- [EXERCISE DESCRIPTION]:
Without skipping a line, reproduce the entries exactly.

(Records from a collection)
-- Opening Marker --
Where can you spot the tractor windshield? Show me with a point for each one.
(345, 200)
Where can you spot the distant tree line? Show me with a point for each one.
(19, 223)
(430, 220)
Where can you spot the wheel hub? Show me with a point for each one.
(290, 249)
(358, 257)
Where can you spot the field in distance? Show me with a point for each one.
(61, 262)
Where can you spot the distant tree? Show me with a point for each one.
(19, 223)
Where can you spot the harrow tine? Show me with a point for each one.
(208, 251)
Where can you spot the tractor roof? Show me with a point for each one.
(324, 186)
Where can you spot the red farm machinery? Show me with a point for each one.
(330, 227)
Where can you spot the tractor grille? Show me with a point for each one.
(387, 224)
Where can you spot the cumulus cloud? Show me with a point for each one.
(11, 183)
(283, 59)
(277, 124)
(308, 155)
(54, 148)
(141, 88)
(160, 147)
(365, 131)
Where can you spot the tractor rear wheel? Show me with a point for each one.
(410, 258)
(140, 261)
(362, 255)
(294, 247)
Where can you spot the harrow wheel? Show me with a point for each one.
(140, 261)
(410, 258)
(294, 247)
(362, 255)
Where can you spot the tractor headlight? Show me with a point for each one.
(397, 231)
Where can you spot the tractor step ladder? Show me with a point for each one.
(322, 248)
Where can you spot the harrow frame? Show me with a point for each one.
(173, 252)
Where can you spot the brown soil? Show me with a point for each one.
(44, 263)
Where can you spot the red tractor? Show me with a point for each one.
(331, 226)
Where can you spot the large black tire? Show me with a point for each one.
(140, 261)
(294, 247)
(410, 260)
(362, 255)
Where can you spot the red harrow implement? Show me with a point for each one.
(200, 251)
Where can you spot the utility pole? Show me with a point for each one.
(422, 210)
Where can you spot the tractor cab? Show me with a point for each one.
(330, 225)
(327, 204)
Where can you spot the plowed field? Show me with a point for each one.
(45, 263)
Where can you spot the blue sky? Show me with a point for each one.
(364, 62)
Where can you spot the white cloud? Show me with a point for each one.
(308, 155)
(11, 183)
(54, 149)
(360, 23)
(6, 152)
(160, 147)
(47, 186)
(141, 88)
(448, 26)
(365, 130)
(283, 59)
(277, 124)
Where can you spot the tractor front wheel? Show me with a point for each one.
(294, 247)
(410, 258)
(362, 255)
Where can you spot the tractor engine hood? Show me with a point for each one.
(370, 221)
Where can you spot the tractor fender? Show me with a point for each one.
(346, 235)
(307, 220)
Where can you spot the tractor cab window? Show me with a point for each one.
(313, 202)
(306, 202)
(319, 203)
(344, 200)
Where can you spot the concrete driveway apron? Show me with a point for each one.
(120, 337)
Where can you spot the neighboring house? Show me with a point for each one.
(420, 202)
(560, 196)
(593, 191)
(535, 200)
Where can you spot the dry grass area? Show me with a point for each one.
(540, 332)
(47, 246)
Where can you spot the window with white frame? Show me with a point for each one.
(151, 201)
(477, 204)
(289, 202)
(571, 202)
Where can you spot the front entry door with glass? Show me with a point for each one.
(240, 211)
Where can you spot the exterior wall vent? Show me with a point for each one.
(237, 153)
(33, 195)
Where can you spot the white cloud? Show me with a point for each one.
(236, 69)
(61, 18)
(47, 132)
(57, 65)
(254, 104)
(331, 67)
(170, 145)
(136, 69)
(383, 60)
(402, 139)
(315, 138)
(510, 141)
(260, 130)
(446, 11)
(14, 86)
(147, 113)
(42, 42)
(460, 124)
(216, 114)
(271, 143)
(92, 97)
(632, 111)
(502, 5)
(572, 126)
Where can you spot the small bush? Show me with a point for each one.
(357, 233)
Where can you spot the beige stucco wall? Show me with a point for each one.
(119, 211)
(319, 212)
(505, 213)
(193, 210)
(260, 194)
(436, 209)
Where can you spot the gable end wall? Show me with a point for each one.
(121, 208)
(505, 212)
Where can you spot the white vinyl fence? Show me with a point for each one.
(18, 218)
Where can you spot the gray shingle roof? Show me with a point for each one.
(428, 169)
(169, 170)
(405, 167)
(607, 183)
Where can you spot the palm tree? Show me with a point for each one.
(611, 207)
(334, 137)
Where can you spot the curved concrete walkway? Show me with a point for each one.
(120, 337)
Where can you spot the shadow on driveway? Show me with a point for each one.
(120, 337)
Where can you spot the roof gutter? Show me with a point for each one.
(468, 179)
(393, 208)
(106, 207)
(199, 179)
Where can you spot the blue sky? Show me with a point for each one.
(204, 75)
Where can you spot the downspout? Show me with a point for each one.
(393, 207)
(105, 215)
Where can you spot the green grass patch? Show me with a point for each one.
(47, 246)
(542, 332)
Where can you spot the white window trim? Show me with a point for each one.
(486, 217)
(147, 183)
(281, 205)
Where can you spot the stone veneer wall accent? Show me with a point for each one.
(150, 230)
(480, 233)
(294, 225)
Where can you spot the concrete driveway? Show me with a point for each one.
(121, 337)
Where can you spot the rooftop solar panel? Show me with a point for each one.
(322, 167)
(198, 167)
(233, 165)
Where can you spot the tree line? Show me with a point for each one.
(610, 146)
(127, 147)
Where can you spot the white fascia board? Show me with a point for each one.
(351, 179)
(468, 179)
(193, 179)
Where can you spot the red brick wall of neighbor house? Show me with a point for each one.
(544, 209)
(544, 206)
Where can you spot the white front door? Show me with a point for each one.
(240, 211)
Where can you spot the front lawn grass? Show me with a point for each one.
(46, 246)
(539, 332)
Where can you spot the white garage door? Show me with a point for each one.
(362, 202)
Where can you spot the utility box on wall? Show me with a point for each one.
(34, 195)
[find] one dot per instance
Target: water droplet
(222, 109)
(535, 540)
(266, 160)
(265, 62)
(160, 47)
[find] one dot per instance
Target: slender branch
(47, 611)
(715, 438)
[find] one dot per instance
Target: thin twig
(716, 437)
-- Closing Marker --
- [RESULT BELOW]:
Where can you spot the tractor windshield? Show me with a point for each one.
(345, 200)
Where can you spot the distant tree line? Show me with a point for each one.
(19, 223)
(430, 220)
Where can you spot the wheel hub? Show me with a point for each one.
(290, 249)
(358, 257)
Where can you spot the field in distance? Show me with a point for each one.
(61, 262)
Where can you spot the distant tree? Show me with a point for each one.
(19, 223)
Where can you spot the harrow tine? Show me with a point for each one.
(208, 251)
Where can you spot the tractor roof? Show me with a point for each one.
(324, 186)
Where can you spot the red farm machinery? Show me with a point for each one.
(330, 227)
Where can you spot the tractor grille? Show me with a point for each one.
(387, 224)
Where can you spot the cumulus cloud? Show me with a point for each one.
(11, 183)
(283, 59)
(277, 124)
(308, 155)
(54, 148)
(141, 88)
(160, 147)
(365, 131)
Where can you spot the tractor rear wheel? Show me with a point for each one.
(410, 258)
(140, 261)
(362, 255)
(294, 247)
Where can you spot the harrow wheel? Show me with a point for each one.
(140, 261)
(410, 258)
(294, 247)
(362, 255)
Where can you spot the tractor headlight? Show me with a point for each one.
(397, 231)
Where can you spot the tractor step ladder? Show me with a point for each one.
(322, 248)
Where can you spot the harrow frame? Show me with a point for each one.
(173, 252)
Where can you spot the brown soil? Show me with a point for each one.
(44, 263)
Where can you spot the red tractor? Show me with a point for each one.
(331, 226)
Where can you spot the large black tire? Show me with a point for each one.
(140, 261)
(294, 247)
(410, 260)
(362, 255)
Where can you spot the red harrow implement? Show me with a point for each one.
(200, 251)
Where can you spot the utility pole? Show me with a point for each one.
(422, 210)
Where can you spot the tractor cab? Show me with a point for each one.
(330, 225)
(327, 204)
Where can you spot the plowed field? Show me with a point for each one.
(45, 263)
Where can you spot the blue sky? Show me with a point for each one.
(364, 62)
Where can you spot the white cloud? Show me with a point for each one.
(308, 155)
(11, 183)
(54, 149)
(360, 23)
(6, 152)
(160, 147)
(47, 186)
(141, 88)
(448, 26)
(365, 130)
(283, 59)
(277, 124)
Where can you spot the tractor front wheel? Show me with a point for each one.
(294, 247)
(410, 258)
(362, 255)
Where can you spot the tractor engine hood? Show me with a point for each one.
(370, 221)
Where can you spot the tractor fender? Show me with a point for each one.
(346, 235)
(307, 220)
Where can you spot the tractor cab window? Show me with a point for each one.
(313, 202)
(306, 202)
(319, 203)
(344, 200)
Where can you spot the concrete driveway apron? Show me with a point for each one.
(120, 337)
Where can you spot the neighboring house? Show me with a point for each one.
(420, 202)
(560, 196)
(593, 191)
(535, 200)
Where can you spot the dry grass area? Show me with a point for each one.
(540, 332)
(47, 246)
Where can you spot the window with white frame? Show me with a point for each one.
(151, 201)
(477, 204)
(289, 202)
(571, 202)
Where can you spot the front entry door with glass? Show me with a point for each one.
(240, 211)
Where can you spot the exterior wall vent? Show me with a point for each one.
(237, 153)
(33, 195)
Where can you spot the white cloud? Show me with a point for each one.
(236, 69)
(61, 18)
(47, 132)
(57, 65)
(254, 104)
(331, 67)
(170, 145)
(136, 69)
(383, 60)
(402, 139)
(315, 138)
(510, 141)
(260, 130)
(446, 11)
(14, 86)
(147, 113)
(42, 42)
(460, 124)
(216, 114)
(271, 143)
(92, 97)
(632, 111)
(502, 5)
(572, 126)
Where can you spot the small bush? Show me with a point for each one.
(357, 233)
Where can you spot the beige stucco wall? Show me with a point for each one.
(119, 211)
(319, 212)
(505, 213)
(193, 210)
(260, 194)
(436, 209)
Where can you spot the gable end wall? Show me with a point for each one.
(121, 208)
(505, 212)
Where can you spot the white vinyl fence? Show me with a point for each one.
(18, 218)
Where can you spot the gray shingle roof? Show me with a point for each one.
(428, 169)
(169, 170)
(405, 167)
(607, 183)
Where can you spot the palm tree? Show me with a point for each one.
(611, 207)
(334, 137)
Where can you spot the curved concrete walkway? Show me with a point for each one.
(120, 337)
Where can you spot the shadow on driveway? Show me with a point for each one.
(120, 337)
Where can you spot the roof gutter? Show me with a point for each one.
(468, 179)
(393, 208)
(106, 207)
(199, 179)
Where can you spot the blue sky? Show me with a point for each one.
(204, 75)
Where can you spot the downspout? Show me with a point for each one.
(393, 207)
(105, 215)
Where can you spot the green grass patch? Show me with a point for each one.
(47, 246)
(542, 332)
Where can you spot the white window trim? Show me with a point for each one.
(486, 217)
(147, 183)
(281, 205)
Where can you spot the stone veneer wall accent? Show me with a point for each one.
(150, 230)
(480, 233)
(294, 225)
Where can you spot the concrete driveway? Show me with a point for each one.
(121, 337)
Where can you spot the rooftop solar panel? Show me with a point for each one.
(322, 167)
(198, 167)
(233, 165)
Where can you spot the tree line? Show me with a point for each one.
(610, 146)
(127, 147)
Where can you spot the white fascia board? Show me with a point for each one.
(351, 179)
(468, 179)
(193, 179)
Where can you spot the red brick wall of neighbor house? Show me with a point for each one.
(544, 209)
(544, 206)
Where can you spot the white front door? Show me with a point for each one.
(240, 211)
Where can you spot the front lawn grass? Show me with a point for each one.
(46, 246)
(539, 332)
Where can you spot the white garage door? Show me with a point for each one.
(362, 202)
Where can you spot the utility box on wall? Show me with a point for each one.
(34, 195)
[find] one dot per instance
Target: water droplet
(222, 109)
(535, 540)
(266, 160)
(265, 62)
(160, 47)
[find] one dot per instance
Target: slender branch
(47, 611)
(715, 438)
[find] one dot per instance
Target: thin twig
(716, 437)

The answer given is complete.